▶ [Referring expression data]:
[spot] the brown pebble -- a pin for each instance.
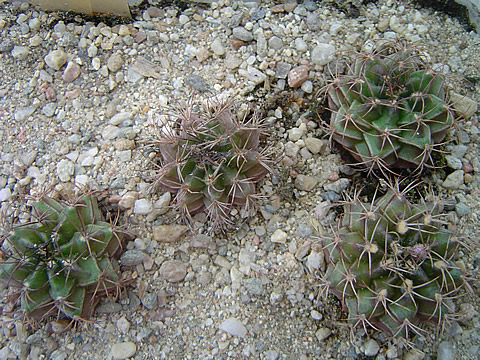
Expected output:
(168, 233)
(237, 44)
(73, 94)
(278, 8)
(124, 144)
(297, 76)
(467, 168)
(155, 12)
(173, 270)
(290, 6)
(333, 176)
(72, 71)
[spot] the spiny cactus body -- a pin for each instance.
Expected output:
(211, 158)
(392, 264)
(390, 111)
(63, 260)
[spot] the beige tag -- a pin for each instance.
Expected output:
(114, 7)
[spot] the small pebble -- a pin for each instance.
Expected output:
(173, 270)
(234, 327)
(56, 59)
(123, 350)
(279, 236)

▶ [TASK STATEMENT]: Find each line above that contains "spot", and copy those lines.

▶ [RESULT OF THIS EXERCISE]:
[spot] the brown pebble -- a pin for each instance.
[spot] the spiny cactus body -- a pin for each instance.
[spot] the beige tag -- a pin for each instance.
[spot] the small pebble -- a pin for each instance.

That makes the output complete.